• [Problems to solve]
(1) In the smart card reader patent excerpt, what RF frequency do smart cards operate over?
(2) From the smart card reader patent excerpt, extract the passage from "RELATED APPLICATIONS" up to and including "herein by reference.".
(3) Extend the smart card reader patent excerpt past its final sentence, keeping its style.

• [Source extract]
Original assignee: Scolis Technologies India Pvt Ltd
Current assignee: Scolis Technologies India Pvt Ltd
Priority date: 2007-09-20
Filing date: 2008-07-03
Publication date: 2009-03-26

Abstract

An improved contact-less smart card reader is disclosed that includes at least one separate transmit antenna and at least one separate receive antenna for transmitting and receiving respectively, wherein the antenna geometry of said reader is adapted to capture a maximum number of flux lines that pass through the corresponding smartcard and a minimum number of flux lines that do not pass though the corresponding smartcard, thereby increasing the signal to noise ratio in the reader and consequently, increasing the strength of the signal qualities received from the smart card, particularly in the event of operation of the smart card from a substantial operating distance. A method is also provided for assembling an improved contact-less smartcard reader as described above.

Description

RELATED APPLICATIONS

This application claims priority under 35 U.S.C. § 119 or 365 to Indian Patent Application No. 2118/CHE/2007, filed on May 8, 2008, which claims priority to Indian Provisional Patent Application No. 2118/CHE/2007, filed on Sep. 20, 2007. The entire teachings of the above applications are incorporated herein by reference.

FIELD OF THE INVENTION

The present invention, in general, relates to an improved contact-less smart card reader, and in particular, to a contact-less smart card reader having improved antenna geometry, whereby signal to noise ratio in the reader is increased and consequently the strength and quality of a signal received from a contact-less smart card are increased.

BACKGROUND OF THE INVENTION

Conventional contact-less smart card readers are made up of reader silicon, passive filter circuits and antenna. Smart cards can operate over 13.56 MHz RF frequency based on the ISO14443 or ISO15693 or ISO18000-3 standard, for example. The smart card readers transmit power to a contact-less smartcard by means of a magnetic field over the carrier frequency. Data from the smart card reader is transmitted to the contact-less smartcard by means of amplitude modulation on the carrier. The contact-less smart cards internally generate power for itself from the magnetic field generated by the reader and transmit back the data by means of load modulation over the carrier.

• [Supplied records]

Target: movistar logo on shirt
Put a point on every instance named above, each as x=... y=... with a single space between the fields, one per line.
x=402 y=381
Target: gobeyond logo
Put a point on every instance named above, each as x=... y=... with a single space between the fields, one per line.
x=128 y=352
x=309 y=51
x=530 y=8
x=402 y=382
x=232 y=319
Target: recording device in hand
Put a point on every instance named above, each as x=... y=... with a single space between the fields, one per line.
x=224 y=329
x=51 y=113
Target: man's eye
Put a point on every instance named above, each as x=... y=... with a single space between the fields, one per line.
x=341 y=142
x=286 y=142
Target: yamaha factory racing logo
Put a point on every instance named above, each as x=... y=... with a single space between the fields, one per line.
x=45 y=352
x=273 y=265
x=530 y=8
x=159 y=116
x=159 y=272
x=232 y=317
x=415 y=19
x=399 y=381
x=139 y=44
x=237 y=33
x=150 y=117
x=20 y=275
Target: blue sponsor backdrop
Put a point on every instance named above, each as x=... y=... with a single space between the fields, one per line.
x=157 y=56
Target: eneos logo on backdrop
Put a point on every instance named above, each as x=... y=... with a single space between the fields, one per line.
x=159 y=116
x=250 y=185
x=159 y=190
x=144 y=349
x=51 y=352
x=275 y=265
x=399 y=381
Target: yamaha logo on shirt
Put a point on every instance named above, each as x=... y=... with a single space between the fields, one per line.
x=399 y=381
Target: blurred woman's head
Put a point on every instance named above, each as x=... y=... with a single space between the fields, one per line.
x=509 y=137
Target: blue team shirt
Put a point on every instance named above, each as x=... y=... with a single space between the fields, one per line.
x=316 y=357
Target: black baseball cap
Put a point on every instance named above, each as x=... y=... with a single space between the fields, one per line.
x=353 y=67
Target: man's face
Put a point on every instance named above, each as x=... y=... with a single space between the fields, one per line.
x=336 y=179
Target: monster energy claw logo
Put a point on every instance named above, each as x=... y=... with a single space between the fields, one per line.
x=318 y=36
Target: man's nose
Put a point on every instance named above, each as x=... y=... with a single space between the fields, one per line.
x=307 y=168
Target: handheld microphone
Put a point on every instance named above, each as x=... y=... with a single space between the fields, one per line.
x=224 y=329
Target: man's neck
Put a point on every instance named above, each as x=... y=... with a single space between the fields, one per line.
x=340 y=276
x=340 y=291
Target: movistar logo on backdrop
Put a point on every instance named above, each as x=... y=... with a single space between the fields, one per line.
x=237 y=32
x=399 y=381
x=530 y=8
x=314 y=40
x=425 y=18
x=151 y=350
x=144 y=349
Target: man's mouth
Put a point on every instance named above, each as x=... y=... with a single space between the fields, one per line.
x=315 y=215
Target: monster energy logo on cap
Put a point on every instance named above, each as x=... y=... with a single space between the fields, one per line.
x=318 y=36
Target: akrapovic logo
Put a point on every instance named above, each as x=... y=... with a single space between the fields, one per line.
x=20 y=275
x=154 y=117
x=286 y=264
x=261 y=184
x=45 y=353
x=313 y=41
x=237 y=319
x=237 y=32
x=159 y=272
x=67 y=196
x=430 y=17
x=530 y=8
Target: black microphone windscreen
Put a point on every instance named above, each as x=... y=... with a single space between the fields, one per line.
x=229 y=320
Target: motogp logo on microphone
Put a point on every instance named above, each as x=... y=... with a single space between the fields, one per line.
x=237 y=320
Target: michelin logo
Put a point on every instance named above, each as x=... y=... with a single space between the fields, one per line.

• [Exercise answers]
(1) 13.56 MHz.

(2)
RELATED APPLICATIONS

This application claims priority under 35 U.S.C. § 119 or 365 to Indian Patent Application No. 2118/CHE/2007, filed on May 8, 2008, which claims priority to Indian Provisional Patent Application No. 2118/CHE/2007, filed on Sep. 20, 2007. The entire teachings of the above applications are incorporated herein by reference.

(3)
Most of the smart card readers known in the art use a common antenna for transmission and reception. In most cases, when a contact-less smart card remains in operation at its maximum operating distance, the card is able to receive enough power and respond back to commands. However, the deficiencies in geometry and structure of the antenna in the corresponding reader result in receipt of feeble signal qualities from the card by the reader thereby causing hindrance to reading of the card from a substantial operating distance.
Heretofore, no one has explicitly addressed the issue of improving the readability of a contact-less smart card reader by increasing the received signal strength, particularly when reading of the card is required to be performed from a substantial operating distance.
For example, JP 2004-328605 discloses utilization of two transmitting antenna, one receiving antenna and a switching circuit to select one of the transmitting antenna and solves the problem of how to manage entry and exit with a single contact-less smart card reader unit. This application therefore does not address the aforesaid issue. Similarly, JP2000-293641 discloses a reduction in the system cost by having one reader integrated circuit (IC) system and two antennas and reading the card through either of the antenna. JP2002-063552 aims at reducing the size of the overall system by antenna arrangement. WO/2007/080214 discloses how to solve the problem of contact (e.g., rust) between the electronics and the antenna inside the reader. WO/2007/07401 discloses operation of two antennas, one operating at fixed frequency and the other operating at variable frequency. This application discusses how to read data from multiple e-VISA cards, each card transmitting data at different frequencies.
Hence, none of the aforesaid prior art documents address the issue of improving the readability of contact-less smart card reader by increasing the received signal strength, particularly when reading of the card is required to be performed from a substantial operating distance
Accordingly, there has been a long felt need to develop a contact-less smart card reader having improved antenna geometry, thereby facilitating an increase in signal to noise ratio in the reader, and consequently an increase in strength of signal qualities received from a contact-less smart card by the reader particularly in the event of operation of said smart card from a substantial operating distance, so as to enable accurate reading of the smart card from said substantial operating distance. Embodiments of the present invention meet the aforesaid long felt need.

SUMMARY OF THE INVENTION

Accordingly, embodiments of the present invention provide an improved contact-less smart card reader including at least one separate transmit antenna and at least one separate receive antenna for transmitting and receiving respectively, wherein the antenna geometry of said reader is adapted to capture maximum number of flux lines that pass through the corresponding smart card and minimum number of flux lines that do not pass though the corresponding smartcard, thereby increasing the signal to noise ratio in the reader and consequently, increasing the strength of the signal qualities received from the smart card, particularly in the event of operation of said smart card from a substantial operating distance. Preferred embodiments of the contact-less smart card reader of the present invention can include one or more of the following features.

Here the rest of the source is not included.